### ARTICLE
>>>
Now with REBASE standing for either "git rebase [--merge]" (using
merge-recursive) or "test-tool fast-rebase" (using merge-ort), the
testcases are:

Testcase #1: no-renames

  $ git checkout v5.4^0
  $ REBASE --onto HEAD base hwmon-updates

  Note: technically the name is misleading; there are some renames, but
  very few.  Rename detection only takes about half the overall time.

Testcase #2: mega-renames

  $ git checkout 5.4-renames^0
  $ REBASE --onto HEAD base hwmon-updates

Testcase #3: just-one-mega

  $ git checkout 5.4-renames^0
  $ REBASE --onto HEAD base hwmon-just-one

=== Timing results ===

Overall timings, using hyperfine (1 warmup run, 3 runs for mega-renames,
10 runs for the other two cases):

                  merge-recursive         merge-ort
  no-renames:        18.912 s ±  0.174 s    12.975 s ±  0.037 s
  mega-renames:    5964.031 s ± 10.459 s  5154.338 s ± 19.139 s
  just-one-mega:    149.583 s ±  0.751 s   146.703 s ±  0.852 s

A single re-run of each with some breakdowns:

                                  ---  no-renames  ---
                            merge-recursive   merge-ort
  overall runtime:              19.302 s        13.017 s
  inexact rename detection:      7.603 s         7.695 s
  everything else:              11.699 s         5.322 s

                                  --- mega-renames ---
                            merge-recursive   merge-ort
  overall runtime:            5950.195 s      5132.851 s
  inexact rename detection:   5746.309 s      5119.215 s
  everything else:             203.886 s        13.636 s

                                  --- just-one-mega ---
                            merge-recursive   merge-ort
  overall runtime:             151.001 s       146.478 s
  inexact rename detection:    143.448 s       145.901 s
  everything else:               7.553 s         0.577 s

=== Timing observations ===

1) no-renames

1a) merge-ort is faster than merge-recursive, which is nice.  However,
this still should not be considered good enough.  Although the "merge"
<<<
Entries from a point annotation set:
>>>
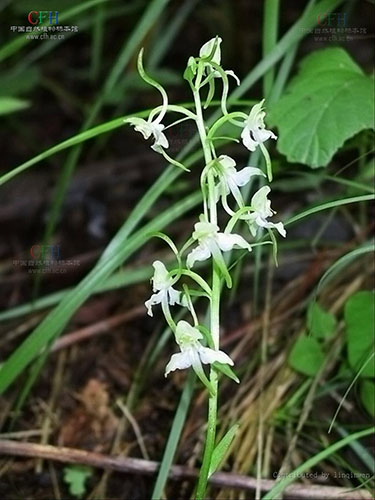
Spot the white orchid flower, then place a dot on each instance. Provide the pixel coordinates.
(262, 210)
(151, 128)
(254, 132)
(231, 179)
(206, 50)
(193, 353)
(212, 242)
(164, 294)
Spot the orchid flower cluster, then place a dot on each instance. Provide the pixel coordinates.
(221, 182)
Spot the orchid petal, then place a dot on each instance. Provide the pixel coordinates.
(243, 176)
(249, 143)
(231, 73)
(226, 242)
(155, 298)
(209, 356)
(206, 50)
(199, 253)
(178, 361)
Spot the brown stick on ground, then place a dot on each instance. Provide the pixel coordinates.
(178, 472)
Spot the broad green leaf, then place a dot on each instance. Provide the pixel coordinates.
(221, 449)
(360, 320)
(328, 102)
(320, 323)
(306, 356)
(367, 392)
(75, 476)
(11, 104)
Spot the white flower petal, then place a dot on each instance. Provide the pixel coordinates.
(209, 356)
(174, 296)
(155, 298)
(243, 176)
(226, 161)
(206, 50)
(248, 142)
(201, 252)
(260, 203)
(229, 72)
(226, 241)
(140, 125)
(179, 361)
(161, 278)
(160, 137)
(279, 226)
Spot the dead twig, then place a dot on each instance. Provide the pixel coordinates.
(177, 472)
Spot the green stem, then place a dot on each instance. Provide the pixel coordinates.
(215, 311)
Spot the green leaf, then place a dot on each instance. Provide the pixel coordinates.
(12, 104)
(306, 356)
(320, 323)
(221, 449)
(227, 370)
(325, 104)
(75, 476)
(367, 392)
(359, 318)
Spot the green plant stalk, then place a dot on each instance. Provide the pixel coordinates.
(214, 311)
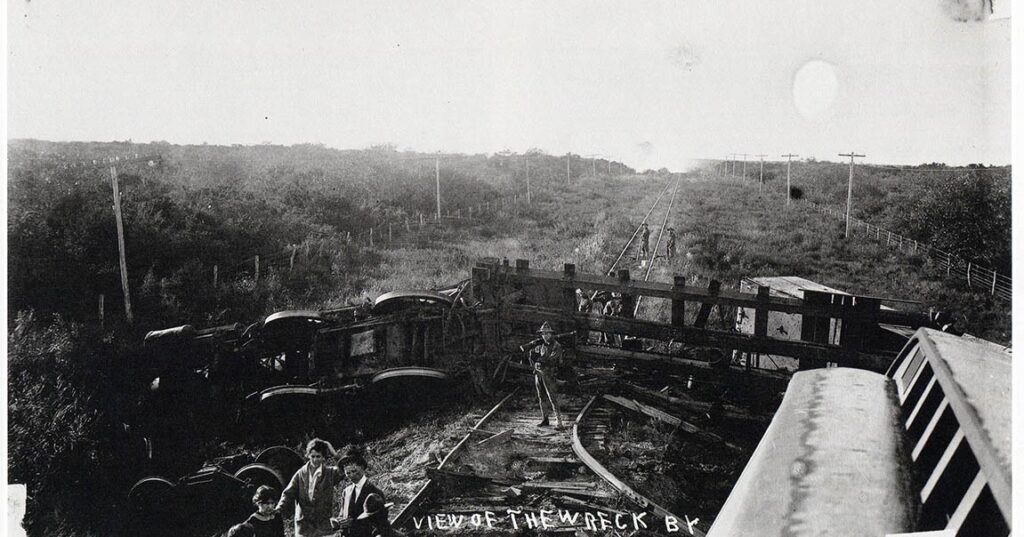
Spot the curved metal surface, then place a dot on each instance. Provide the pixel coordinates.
(282, 458)
(294, 314)
(395, 300)
(182, 331)
(832, 462)
(603, 472)
(258, 473)
(161, 483)
(402, 372)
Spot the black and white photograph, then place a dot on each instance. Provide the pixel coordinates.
(338, 269)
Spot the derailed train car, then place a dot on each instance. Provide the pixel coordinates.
(298, 361)
(923, 448)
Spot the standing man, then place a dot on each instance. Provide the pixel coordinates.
(353, 499)
(547, 358)
(310, 493)
(670, 244)
(644, 241)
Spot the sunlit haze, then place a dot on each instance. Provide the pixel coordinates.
(653, 86)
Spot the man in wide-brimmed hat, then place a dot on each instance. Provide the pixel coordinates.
(354, 496)
(547, 358)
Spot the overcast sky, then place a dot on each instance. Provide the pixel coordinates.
(902, 82)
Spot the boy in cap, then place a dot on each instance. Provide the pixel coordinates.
(546, 359)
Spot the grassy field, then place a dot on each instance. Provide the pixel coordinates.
(726, 231)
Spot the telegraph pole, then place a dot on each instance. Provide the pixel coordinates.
(849, 190)
(568, 168)
(527, 179)
(437, 179)
(761, 179)
(121, 242)
(788, 160)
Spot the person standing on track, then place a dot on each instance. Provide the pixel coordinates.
(310, 493)
(644, 250)
(547, 358)
(670, 244)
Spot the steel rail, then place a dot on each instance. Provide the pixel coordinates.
(600, 470)
(635, 233)
(410, 507)
(657, 244)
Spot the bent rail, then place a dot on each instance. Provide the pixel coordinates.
(410, 507)
(600, 470)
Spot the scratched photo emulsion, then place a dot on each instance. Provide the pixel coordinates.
(340, 269)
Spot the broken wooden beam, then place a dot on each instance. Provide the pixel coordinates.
(686, 403)
(496, 439)
(660, 415)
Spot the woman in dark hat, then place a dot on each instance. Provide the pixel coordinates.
(311, 491)
(354, 497)
(374, 518)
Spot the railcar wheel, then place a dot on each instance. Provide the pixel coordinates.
(256, 474)
(282, 458)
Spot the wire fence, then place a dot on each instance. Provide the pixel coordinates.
(977, 277)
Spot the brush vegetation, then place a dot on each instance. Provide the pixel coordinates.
(202, 206)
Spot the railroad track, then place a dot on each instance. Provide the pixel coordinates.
(508, 474)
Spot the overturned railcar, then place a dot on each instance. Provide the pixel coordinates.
(923, 448)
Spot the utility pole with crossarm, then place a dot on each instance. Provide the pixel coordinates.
(788, 190)
(849, 190)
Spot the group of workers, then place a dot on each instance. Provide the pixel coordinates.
(644, 248)
(310, 496)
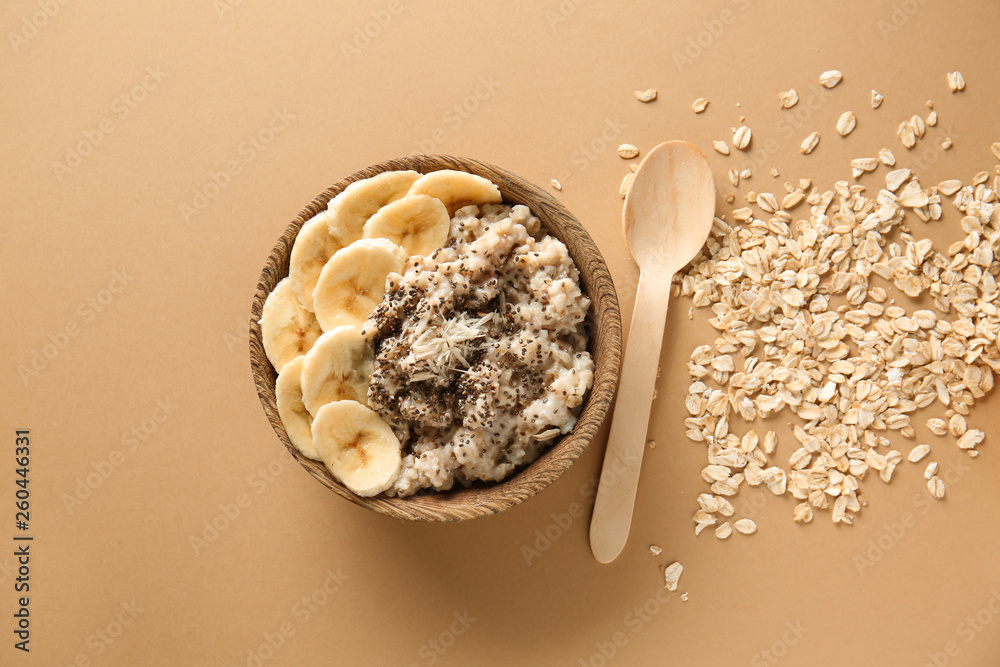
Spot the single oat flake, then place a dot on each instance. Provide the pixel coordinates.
(647, 95)
(830, 78)
(809, 143)
(628, 151)
(672, 575)
(846, 123)
(741, 138)
(956, 82)
(788, 98)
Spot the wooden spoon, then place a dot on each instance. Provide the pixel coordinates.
(667, 218)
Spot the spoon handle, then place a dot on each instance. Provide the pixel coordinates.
(615, 500)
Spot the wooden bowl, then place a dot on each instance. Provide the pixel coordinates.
(603, 324)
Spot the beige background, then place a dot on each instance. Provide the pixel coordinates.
(116, 577)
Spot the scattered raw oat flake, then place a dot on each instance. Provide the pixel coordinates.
(672, 575)
(647, 95)
(788, 98)
(956, 82)
(628, 151)
(830, 78)
(809, 143)
(846, 123)
(741, 137)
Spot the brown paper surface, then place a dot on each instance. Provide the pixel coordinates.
(153, 153)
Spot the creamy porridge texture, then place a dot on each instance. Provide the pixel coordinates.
(480, 353)
(426, 335)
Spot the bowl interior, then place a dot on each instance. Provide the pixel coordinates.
(603, 324)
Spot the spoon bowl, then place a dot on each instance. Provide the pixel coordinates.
(670, 207)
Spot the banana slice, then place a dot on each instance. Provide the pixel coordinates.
(350, 210)
(313, 247)
(293, 413)
(357, 446)
(420, 224)
(456, 189)
(338, 367)
(288, 330)
(352, 283)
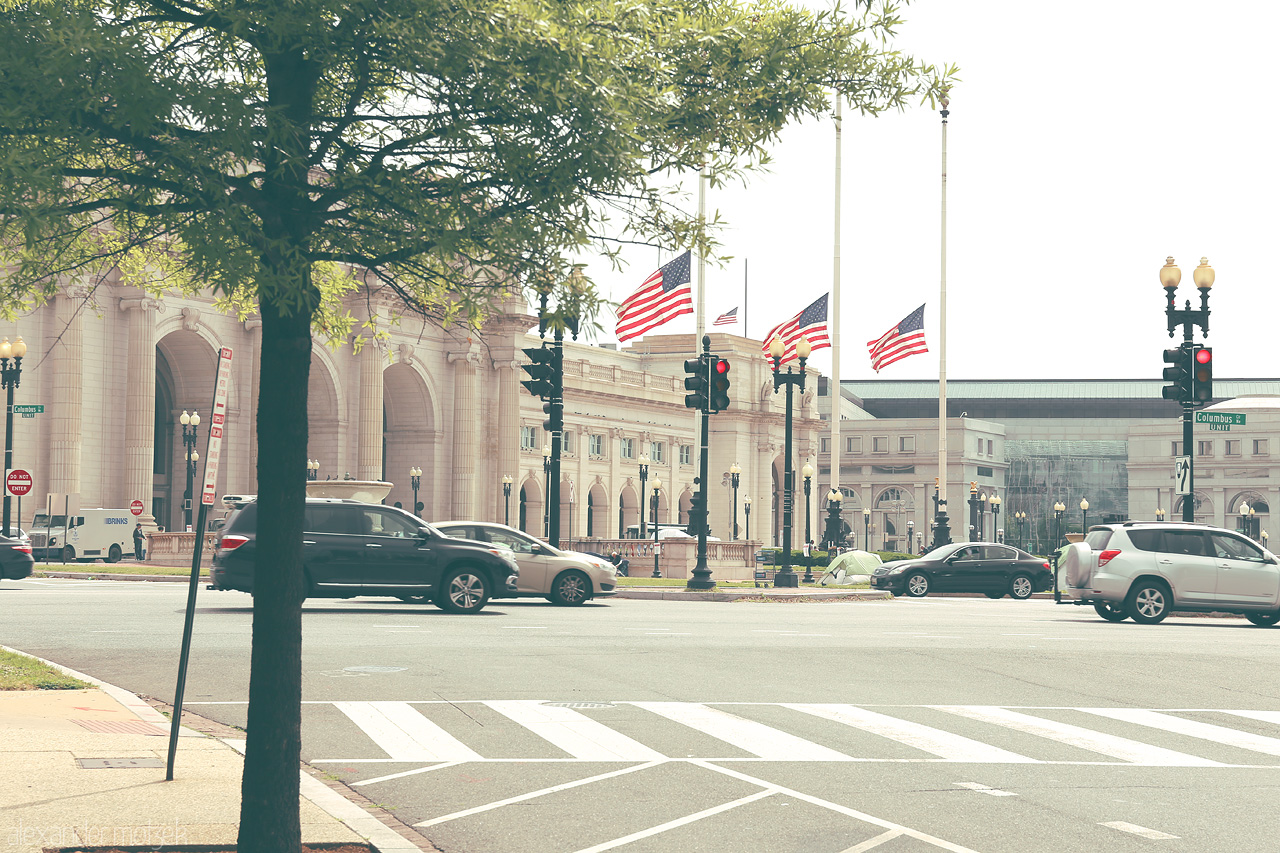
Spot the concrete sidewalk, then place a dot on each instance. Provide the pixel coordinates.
(53, 796)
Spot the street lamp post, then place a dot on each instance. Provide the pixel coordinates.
(10, 374)
(807, 475)
(657, 488)
(188, 441)
(547, 478)
(791, 379)
(1188, 318)
(644, 477)
(415, 479)
(735, 474)
(506, 496)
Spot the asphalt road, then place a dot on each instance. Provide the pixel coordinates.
(809, 728)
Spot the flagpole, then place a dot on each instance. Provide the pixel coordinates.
(836, 397)
(942, 536)
(702, 256)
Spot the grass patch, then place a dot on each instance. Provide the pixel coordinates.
(22, 673)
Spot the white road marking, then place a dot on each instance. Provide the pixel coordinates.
(575, 733)
(1193, 729)
(944, 744)
(1123, 748)
(534, 794)
(745, 734)
(983, 789)
(1139, 830)
(677, 822)
(403, 733)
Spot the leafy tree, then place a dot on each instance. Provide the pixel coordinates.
(280, 153)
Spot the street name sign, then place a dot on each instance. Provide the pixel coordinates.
(1183, 474)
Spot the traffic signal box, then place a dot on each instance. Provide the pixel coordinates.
(1178, 374)
(696, 383)
(718, 381)
(1202, 381)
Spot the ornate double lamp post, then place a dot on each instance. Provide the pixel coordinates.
(785, 576)
(190, 432)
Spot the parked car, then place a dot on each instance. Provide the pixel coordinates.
(353, 548)
(988, 568)
(1144, 570)
(561, 576)
(16, 560)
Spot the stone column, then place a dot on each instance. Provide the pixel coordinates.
(68, 372)
(369, 461)
(508, 432)
(464, 433)
(140, 404)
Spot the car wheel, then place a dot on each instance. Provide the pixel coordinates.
(1110, 611)
(1148, 602)
(571, 588)
(462, 591)
(1020, 587)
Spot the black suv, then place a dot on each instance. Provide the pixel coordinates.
(352, 548)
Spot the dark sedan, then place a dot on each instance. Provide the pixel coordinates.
(967, 566)
(16, 560)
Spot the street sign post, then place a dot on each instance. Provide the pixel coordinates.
(1182, 474)
(18, 482)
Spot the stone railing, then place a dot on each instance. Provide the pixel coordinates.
(677, 557)
(177, 548)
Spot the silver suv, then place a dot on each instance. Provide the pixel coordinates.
(1146, 569)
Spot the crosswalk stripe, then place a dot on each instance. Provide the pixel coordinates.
(405, 734)
(575, 733)
(944, 744)
(1193, 729)
(1072, 735)
(755, 738)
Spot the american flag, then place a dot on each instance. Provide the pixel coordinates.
(663, 296)
(727, 318)
(809, 323)
(904, 340)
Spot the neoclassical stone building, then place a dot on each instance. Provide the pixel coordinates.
(115, 368)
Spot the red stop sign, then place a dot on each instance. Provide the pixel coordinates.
(18, 482)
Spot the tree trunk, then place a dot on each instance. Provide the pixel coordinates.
(269, 789)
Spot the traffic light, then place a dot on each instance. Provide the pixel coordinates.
(543, 374)
(1202, 386)
(1179, 375)
(718, 382)
(696, 383)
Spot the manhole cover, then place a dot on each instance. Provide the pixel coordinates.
(112, 763)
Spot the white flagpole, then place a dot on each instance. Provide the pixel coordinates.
(835, 320)
(942, 320)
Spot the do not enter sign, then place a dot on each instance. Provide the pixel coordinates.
(18, 482)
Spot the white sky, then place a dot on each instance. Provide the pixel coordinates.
(1084, 145)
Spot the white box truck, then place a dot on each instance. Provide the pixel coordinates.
(87, 536)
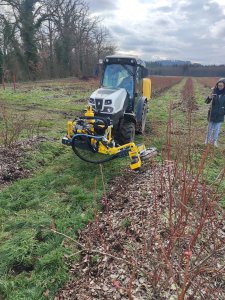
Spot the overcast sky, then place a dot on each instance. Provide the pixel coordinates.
(166, 29)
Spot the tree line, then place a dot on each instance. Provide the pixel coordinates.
(188, 69)
(50, 39)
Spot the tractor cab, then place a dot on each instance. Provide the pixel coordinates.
(115, 112)
(123, 96)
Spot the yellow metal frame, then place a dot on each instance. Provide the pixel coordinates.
(134, 152)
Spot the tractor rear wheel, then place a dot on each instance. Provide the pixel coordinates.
(126, 132)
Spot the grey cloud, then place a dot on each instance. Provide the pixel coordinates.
(102, 5)
(186, 30)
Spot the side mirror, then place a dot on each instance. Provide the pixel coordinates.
(145, 72)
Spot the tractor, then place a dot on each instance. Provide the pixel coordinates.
(115, 112)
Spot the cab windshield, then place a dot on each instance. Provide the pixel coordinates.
(119, 76)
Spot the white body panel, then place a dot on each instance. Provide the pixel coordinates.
(117, 96)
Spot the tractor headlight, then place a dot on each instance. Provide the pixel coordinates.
(108, 109)
(108, 102)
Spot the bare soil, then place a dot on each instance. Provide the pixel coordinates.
(124, 253)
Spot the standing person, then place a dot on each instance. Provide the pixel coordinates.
(216, 112)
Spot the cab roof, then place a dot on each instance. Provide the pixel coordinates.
(124, 59)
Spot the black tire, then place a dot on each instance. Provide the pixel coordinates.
(126, 132)
(140, 128)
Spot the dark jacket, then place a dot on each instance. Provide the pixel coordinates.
(217, 108)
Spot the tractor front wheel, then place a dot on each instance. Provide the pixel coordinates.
(126, 132)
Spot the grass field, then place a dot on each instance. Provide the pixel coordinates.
(58, 194)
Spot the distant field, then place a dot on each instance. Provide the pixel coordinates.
(44, 187)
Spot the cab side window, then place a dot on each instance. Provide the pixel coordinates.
(138, 80)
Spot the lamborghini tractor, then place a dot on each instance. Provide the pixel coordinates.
(115, 112)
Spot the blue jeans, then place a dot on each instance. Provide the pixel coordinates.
(213, 132)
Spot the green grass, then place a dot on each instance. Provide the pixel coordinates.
(59, 194)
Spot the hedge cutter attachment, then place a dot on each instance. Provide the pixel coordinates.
(92, 141)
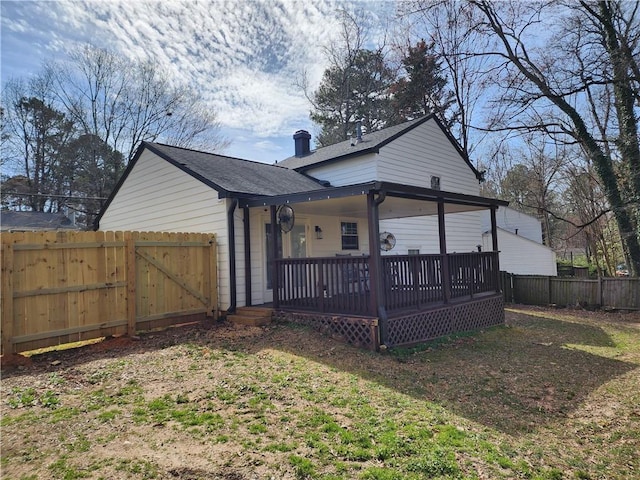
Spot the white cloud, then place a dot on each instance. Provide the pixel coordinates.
(242, 56)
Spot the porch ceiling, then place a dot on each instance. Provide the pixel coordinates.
(392, 207)
(401, 201)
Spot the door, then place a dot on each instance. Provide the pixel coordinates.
(290, 245)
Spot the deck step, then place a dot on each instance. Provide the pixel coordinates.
(251, 316)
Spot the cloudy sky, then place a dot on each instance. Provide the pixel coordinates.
(243, 55)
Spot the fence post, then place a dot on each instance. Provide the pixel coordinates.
(212, 309)
(6, 299)
(600, 300)
(130, 252)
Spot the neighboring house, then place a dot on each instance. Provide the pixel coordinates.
(410, 180)
(11, 221)
(520, 240)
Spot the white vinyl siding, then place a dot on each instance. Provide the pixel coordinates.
(522, 256)
(421, 153)
(328, 246)
(347, 172)
(462, 233)
(159, 197)
(511, 220)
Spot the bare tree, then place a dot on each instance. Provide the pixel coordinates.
(543, 86)
(456, 43)
(122, 102)
(36, 135)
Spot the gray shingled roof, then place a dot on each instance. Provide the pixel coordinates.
(370, 142)
(234, 175)
(10, 220)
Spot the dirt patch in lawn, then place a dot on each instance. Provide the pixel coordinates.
(553, 394)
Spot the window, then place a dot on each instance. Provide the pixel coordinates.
(349, 232)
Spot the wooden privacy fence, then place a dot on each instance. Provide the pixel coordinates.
(622, 293)
(61, 287)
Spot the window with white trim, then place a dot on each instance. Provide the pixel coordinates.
(349, 232)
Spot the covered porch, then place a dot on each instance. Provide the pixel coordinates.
(379, 298)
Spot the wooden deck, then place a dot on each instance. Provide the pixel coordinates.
(421, 296)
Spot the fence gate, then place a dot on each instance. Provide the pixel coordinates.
(61, 287)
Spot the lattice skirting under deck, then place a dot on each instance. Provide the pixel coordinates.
(357, 331)
(426, 325)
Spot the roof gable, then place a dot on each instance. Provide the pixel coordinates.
(12, 220)
(371, 143)
(234, 176)
(229, 176)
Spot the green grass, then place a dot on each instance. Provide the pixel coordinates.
(552, 395)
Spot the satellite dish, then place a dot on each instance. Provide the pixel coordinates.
(387, 241)
(286, 218)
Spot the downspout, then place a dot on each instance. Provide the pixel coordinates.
(231, 232)
(247, 256)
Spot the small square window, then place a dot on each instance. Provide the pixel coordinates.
(349, 231)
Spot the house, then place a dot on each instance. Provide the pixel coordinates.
(520, 240)
(373, 239)
(16, 221)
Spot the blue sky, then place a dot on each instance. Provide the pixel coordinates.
(243, 56)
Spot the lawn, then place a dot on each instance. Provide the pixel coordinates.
(554, 394)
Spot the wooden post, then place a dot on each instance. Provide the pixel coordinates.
(494, 230)
(247, 255)
(446, 277)
(599, 293)
(6, 299)
(130, 251)
(275, 281)
(212, 308)
(375, 273)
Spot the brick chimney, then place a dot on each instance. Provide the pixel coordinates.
(301, 138)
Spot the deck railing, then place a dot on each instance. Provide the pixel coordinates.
(324, 284)
(342, 284)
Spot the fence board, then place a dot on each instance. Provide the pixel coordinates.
(60, 287)
(620, 293)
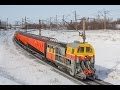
<<<
### TASKS TO COMPLETE
A. Answer these from the merge timing notes:
(i) How many warmup runs were used for the overall hyperfine timings?
(ii) In the single re-run for no-renames, how long did inexact rename detection take with merge-ort?
(iii) Which commit is checked out in Testcase #1?
B. Reproduce word for word the passage of the merge timing notes that starts at the words containing "Now with REBASE" and ends with "the overall time.".

### EXERCISE ANSWERS
A.
(i) 1 warmup run.
(ii) 7.695 s.
(iii) v5.4^0

B.
Now with REBASE standing for either "git rebase [--merge]" (using
merge-recursive) or "test-tool fast-rebase" (using merge-ort), the
testcases are:

Testcase #1: no-renames

  $ git checkout v5.4^0
  $ REBASE --onto HEAD base hwmon-updates

  Note: technically the name is misleading; there are some renames, but
  very few.  Rename detection only takes about half the overall time.